(Items from a data source)
----

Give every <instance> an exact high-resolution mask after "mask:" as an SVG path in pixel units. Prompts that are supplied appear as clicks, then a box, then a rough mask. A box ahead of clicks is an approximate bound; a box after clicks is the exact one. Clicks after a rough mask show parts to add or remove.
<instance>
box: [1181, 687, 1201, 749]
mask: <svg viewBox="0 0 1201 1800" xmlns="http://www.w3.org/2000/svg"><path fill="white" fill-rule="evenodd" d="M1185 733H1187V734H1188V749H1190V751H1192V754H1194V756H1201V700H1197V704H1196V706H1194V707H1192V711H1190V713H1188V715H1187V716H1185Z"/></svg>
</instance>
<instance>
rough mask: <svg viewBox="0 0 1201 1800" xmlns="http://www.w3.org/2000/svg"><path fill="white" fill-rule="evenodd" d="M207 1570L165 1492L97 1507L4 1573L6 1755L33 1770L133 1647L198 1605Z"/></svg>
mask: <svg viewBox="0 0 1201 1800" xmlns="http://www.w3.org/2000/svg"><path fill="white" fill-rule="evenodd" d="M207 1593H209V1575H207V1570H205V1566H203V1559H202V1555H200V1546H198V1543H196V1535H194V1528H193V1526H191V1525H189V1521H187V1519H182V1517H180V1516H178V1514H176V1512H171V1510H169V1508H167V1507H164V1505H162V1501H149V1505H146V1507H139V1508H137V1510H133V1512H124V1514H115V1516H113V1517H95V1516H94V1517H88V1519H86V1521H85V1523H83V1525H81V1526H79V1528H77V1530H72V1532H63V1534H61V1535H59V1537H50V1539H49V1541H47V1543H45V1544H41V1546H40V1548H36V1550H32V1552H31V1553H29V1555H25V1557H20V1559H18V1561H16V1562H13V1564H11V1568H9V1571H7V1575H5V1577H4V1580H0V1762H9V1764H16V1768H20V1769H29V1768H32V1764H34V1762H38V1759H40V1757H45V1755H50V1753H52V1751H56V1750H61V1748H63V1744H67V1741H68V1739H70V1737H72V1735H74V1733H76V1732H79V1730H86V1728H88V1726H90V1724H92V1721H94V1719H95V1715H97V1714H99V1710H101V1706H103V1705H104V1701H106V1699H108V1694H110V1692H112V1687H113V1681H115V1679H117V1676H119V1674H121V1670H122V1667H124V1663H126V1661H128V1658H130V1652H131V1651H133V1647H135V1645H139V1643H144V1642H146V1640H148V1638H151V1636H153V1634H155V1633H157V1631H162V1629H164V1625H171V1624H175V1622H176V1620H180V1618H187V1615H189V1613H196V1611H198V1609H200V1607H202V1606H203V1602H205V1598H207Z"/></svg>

----

## ACTION ITEM
Take every line from the data above that holds "instance" and copy it out.

## REPLY TO THE TASK
Give every <instance> an exact high-resolution mask after "mask:" as an SVG path in pixel units. Prompts that are supplied appear as clicks, then a box, then a rough mask. A box ahead of clicks is an approximate bound; a box after clicks is the exact one. Clicks after a rough mask show parts to add or remove.
<instance>
</instance>
<instance>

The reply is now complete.